Excerpts from a dataset

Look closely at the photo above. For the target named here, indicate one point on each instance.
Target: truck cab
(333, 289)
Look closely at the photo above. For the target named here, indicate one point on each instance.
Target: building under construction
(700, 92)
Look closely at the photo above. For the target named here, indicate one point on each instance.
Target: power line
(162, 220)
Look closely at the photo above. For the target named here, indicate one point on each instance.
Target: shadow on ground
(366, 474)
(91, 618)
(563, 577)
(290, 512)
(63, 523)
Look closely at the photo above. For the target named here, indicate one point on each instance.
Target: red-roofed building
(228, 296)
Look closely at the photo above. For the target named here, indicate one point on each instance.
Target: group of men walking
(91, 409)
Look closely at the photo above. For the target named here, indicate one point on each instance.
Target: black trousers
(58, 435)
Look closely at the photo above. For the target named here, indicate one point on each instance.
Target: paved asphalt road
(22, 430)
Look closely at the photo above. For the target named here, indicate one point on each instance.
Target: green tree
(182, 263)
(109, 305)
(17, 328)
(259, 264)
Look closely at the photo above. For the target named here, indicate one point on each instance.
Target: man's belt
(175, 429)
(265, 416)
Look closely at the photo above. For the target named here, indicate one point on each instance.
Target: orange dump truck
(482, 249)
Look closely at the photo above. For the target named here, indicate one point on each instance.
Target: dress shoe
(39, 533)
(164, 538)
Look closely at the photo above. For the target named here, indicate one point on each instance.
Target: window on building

What is expected
Copy out the records once more. Match them exactly.

Final answer
Look closely at the photo above. For the target named here, indicate one point on each instance.
Target: truck cab
(333, 289)
Look closely at the photo above. For the target named here, indicate one point on each instance.
Target: building under construction
(700, 92)
Look closely at the photo above. For the target named here, indicate one point on each instance.
Target: power line
(162, 220)
Look closely at the photo above. For the target named here, indicate one point on each instance.
Target: shadow on ground
(366, 474)
(91, 618)
(563, 577)
(290, 512)
(63, 523)
Look closely at the photo above. For the target named here, indicate one point on each instance.
Target: red-roofed building
(228, 296)
Look closely at the photo above. For the target named here, indicate one point on each instance.
Target: group of men walking
(91, 409)
Look closely at the photo above. For the target named here, indicate one point on each instance.
Target: black trousers
(58, 435)
Look closely at the photo above. For the target named here, indicate one point on each instance.
Target: paved asphalt road
(22, 430)
Look closely at the photo above. For the target named here, indicate one point on each instance.
Target: green tree
(182, 263)
(109, 305)
(17, 328)
(259, 264)
Look closely at the photo above. For the target named here, indicate one point on each instance.
Target: man's belt
(175, 429)
(265, 416)
Look closely at the photo above. For the target named here, indicate one point on each instance.
Target: orange dump truck
(482, 249)
Look closely at the photo above. For the target named here, indicate one point on each instance.
Target: dress shoe
(39, 533)
(164, 538)
Look closely at the photo above. For the target named here, indicate one point on each instance.
Target: window on building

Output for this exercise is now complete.